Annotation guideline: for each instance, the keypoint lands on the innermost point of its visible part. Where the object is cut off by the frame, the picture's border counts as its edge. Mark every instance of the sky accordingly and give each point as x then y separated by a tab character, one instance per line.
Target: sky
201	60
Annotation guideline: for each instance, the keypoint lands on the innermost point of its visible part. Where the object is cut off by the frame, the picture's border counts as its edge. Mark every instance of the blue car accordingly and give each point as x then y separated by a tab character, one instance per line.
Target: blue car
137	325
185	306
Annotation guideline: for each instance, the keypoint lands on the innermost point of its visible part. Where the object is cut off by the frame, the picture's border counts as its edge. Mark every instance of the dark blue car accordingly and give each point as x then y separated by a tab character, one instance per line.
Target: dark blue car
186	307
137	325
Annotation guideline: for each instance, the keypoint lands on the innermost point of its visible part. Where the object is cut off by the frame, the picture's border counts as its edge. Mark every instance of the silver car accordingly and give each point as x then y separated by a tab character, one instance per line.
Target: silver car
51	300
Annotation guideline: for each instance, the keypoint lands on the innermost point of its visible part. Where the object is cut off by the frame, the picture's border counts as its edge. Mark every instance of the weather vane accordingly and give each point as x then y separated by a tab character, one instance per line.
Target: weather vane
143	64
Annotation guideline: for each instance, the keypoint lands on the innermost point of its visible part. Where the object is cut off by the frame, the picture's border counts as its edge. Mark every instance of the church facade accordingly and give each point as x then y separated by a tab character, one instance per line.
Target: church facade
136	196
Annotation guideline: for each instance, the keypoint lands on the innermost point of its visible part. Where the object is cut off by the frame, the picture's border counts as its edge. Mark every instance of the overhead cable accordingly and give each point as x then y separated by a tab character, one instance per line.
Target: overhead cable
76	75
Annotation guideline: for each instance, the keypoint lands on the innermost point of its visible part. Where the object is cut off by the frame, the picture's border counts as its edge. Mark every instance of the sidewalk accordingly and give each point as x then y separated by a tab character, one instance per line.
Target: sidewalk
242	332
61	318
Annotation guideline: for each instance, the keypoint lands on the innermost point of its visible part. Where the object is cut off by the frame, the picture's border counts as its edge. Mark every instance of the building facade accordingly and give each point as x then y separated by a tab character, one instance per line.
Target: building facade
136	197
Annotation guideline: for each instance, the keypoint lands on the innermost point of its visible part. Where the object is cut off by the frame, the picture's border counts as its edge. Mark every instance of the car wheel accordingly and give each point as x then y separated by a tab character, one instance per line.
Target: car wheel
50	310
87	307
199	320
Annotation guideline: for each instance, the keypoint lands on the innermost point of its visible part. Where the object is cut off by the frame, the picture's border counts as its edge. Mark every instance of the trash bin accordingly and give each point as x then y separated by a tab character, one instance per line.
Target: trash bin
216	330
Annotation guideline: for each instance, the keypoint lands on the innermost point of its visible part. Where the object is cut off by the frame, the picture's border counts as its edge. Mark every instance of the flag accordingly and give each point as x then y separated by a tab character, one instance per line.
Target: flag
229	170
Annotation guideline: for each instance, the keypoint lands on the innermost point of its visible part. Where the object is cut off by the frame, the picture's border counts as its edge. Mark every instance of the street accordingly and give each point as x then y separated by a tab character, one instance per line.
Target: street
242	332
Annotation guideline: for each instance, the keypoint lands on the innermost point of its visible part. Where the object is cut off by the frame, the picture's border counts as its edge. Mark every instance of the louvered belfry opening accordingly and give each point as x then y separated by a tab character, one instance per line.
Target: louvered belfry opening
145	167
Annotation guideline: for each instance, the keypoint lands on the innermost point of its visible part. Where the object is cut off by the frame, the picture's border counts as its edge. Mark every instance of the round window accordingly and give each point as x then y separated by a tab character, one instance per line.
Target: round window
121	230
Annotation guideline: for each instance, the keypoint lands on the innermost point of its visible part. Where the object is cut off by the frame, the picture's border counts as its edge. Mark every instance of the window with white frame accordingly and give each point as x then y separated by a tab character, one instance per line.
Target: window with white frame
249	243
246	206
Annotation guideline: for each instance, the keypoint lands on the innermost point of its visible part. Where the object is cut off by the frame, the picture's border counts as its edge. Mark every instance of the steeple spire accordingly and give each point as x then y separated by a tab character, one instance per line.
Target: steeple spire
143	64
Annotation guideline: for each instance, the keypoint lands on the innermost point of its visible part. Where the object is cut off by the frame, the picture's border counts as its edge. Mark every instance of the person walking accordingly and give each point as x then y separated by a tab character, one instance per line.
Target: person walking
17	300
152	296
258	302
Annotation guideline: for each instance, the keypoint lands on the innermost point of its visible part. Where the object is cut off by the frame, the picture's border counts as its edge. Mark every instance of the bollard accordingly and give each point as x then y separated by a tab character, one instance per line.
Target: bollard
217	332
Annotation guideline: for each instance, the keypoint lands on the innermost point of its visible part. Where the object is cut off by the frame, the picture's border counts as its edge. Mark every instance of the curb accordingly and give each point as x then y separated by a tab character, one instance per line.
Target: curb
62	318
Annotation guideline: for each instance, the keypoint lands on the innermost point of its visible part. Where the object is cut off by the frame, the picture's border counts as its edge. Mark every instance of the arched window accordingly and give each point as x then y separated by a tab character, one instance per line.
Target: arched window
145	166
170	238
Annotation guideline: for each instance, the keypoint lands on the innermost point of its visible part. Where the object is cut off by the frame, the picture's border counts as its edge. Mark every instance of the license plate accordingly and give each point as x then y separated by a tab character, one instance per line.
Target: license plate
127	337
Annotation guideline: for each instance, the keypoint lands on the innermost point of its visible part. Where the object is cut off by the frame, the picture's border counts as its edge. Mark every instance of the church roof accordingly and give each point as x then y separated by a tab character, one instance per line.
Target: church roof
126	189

# Exercise objective
Give back the whole listing exactly as it reads.

# Response
Annotation guideline: for each instance, the keypoint lands on the innermost point of its visible part. Where the object is cut off by the frame, the picture's border counts as its edge. Mark every instance of the sky accordingly and give each point as x then y separated by a tab character, one instance per line.
Target: sky
201	60
Annotation guideline: for each instance, the keypoint lands on the innermost point of its visible part. Where the object is cut off by the frame, the picture's border counts as its edge. Mark every instance of the blue car accordingly and give each point as x then y separated by a tab character, one instance per line.
Target: blue car
137	325
185	306
Annotation guideline: for each instance, the keypoint lands on the innermost point of its visible part. Where the object is cut off by the frame, the picture's border counts as its edge. Mark every instance of the dark blue car accordingly and give each point as x then y separated by a tab character, one instance per line.
Target: dark blue car
186	307
137	325
Annotation guideline: for each instance, the keypoint lands on the innermost point of its visible part. Where the object is cut off by the frame, the picture's border counts as its edge. Mark every instance of the silver car accordingly and give each point as x then y separated by a tab character, one instance per line.
Target: silver car
51	300
Annotation guideline: for each instance, the keypoint lands on the innermost point of its visible part. Where the object is cut off by the frame, the picture's border counts as its edge. Mark every instance of the weather vane accordingly and give each point as x then y separated by a tab character, one instance per line.
Target: weather vane
143	64
Annotation guideline: for each instance, the keypoint lands on the innermost point of its visible part. Where the object is cut off by the frame, the picture's border counts as its edge. Mark every instance of the church facade accordingly and give each point as x then y separated by a tab character, one instance per line.
Target: church facade
136	196
Annotation guideline: for each instance, the keypoint lands on the innermost point of its visible part. Where the object is cut off by the frame, the picture's border counts as its edge. Mark every instance of the overhead cable accordingly and give each point as x then y separated by a tab character, one instance per line.
Target: overhead cable
76	75
Annotation guideline: for each instance, the keypoint lands on the innermost point of its visible part. Where the object is cut off by the frame, the picture's border counts as its edge. Mark every instance of the sidewalk accordingly and give each point as x then y separated by a tab character, one instance per line.
Target: sidewalk
242	332
61	318
Annotation guideline: for each instance, the keypoint lands on the innermost point of its visible part. Where the object is cut off by the frame, the picture's border counts as its edge. Mark every instance of the building facade accordingly and give each point as x then y separated by a tab character, one instance per line.
Target: building facade
136	197
Annotation guideline: for each instance, the keypoint lands on the innermost point of its visible part. Where the object is cut off by the frame, the picture's border counts as its edge. Mark every instance of the car wheel accordingly and give each point as x then y separated by a tab character, one instance per line.
Target: car wheel
50	310
87	307
199	320
Annotation guideline: for each instance, the keypoint lands on the innermost point of its visible part. Where the object is cut off by the frame, the picture's border counts as its edge. Mark every instance of the trash bin accordingly and give each point as x then y separated by a tab character, one instance per line.
Target: trash bin
216	330
Annotation guideline: for each instance, the keypoint lands on the innermost point of its visible part. Where the object is cut off by the frame, the picture's border counts as its edge. Mark every instance of the flag accordingly and give each point as x then y separated by a tab character, one instance per line.
Target: flag
229	170
Annotation guideline: for each instance, the keypoint lands on the innermost point of its visible part. Where the object is cut off by the frame, the picture's border counts as its edge. Mark every instance of the street accordingly and give each point as x then y separated by a tab character, one instance per line.
Target: street
242	332
Annotation guideline: for each instance, the keypoint lands on the innermost point of its visible part. Where the object is cut off by the frame, the picture's border counts as its edge. Mark every instance of the louvered belfry opening accordingly and give each point as x then y separated by a tab character, one instance per line.
Target: louvered belfry opening
145	167
Annotation guideline: for each instance, the keypoint lands on the innermost point of its visible part. Where the object is cut off by the frame, the picture's border counts as its edge. Mark every instance of the round window accordingly and give each point as x then y separated by a tab character, one instance per line.
Target: round window
121	230
Annotation guideline: for each instance, the keypoint lands on the innermost point of its visible part. Where the object is cut off by the frame, the picture's border counts as its edge. Mark every instance of the window with white frame accordingly and give each point as x then y separated by a tab character, one instance per line.
Target: window with white frame
249	243
246	206
Annotation guideline: for each instance, the keypoint lands on the innermost point of its visible part. Where the object is cut off by the frame, the picture's border counts as its edge. Mark every instance of the steeple spire accordingly and give each point as x then y separated by a tab character, one instance per line.
Target: steeple spire
143	64
Annotation guideline: for each instance, the keypoint lands on the innermost point of its visible part. Where the object is cut off by the frame, the picture's border counts as its edge. Mark every instance of the person walking accordingly and give each point as x then y separated by a tab character, one instance per line.
Target: person walking
17	300
152	296
258	302
Annotation guideline: for each instance, the keypoint lands on the innermost point of its visible part. Where the object is cut off by the frame, the picture's border counts as its edge. Mark every instance of the bollard accordingly and give each point as x then y separated by a tab character, one instance per line.
Target: bollard
217	332
Annotation guideline: for each instance, the keypoint lands on the innermost point of its visible part. Where the object is cut off by the frame, the picture's border counts as its edge. Mark every instance of the curb accordingly and give each point as x then y separated by a tab character, one instance per line.
Target: curb
62	318
Annotation guideline: for each instance, the keypoint lands on the innermost point of its visible part. Where the object is cut off by the frame, the picture's border counts as its edge. Mark every instance of the arched window accordingly and give each point as x then y separated by a tab character, one instance per line.
Target: arched window
145	166
170	238
Annotation guideline: for each instance, the keypoint lands on the innermost point of its visible part. Where the object is cut off by the frame, the picture's border counts as its edge. Mark every instance of the license plate accordingly and give each point as x then y separated by a tab character, one instance per line.
Target: license plate
127	337
Annotation guideline: for each instance, the keypoint lands on the innermost point of its visible part. Where the object is cut off by the frame, the picture's border counts as its edge. Mark every instance of the church roof accordingly and give each point as x then y separated by a tab character, one instance per line.
Target: church roof
126	189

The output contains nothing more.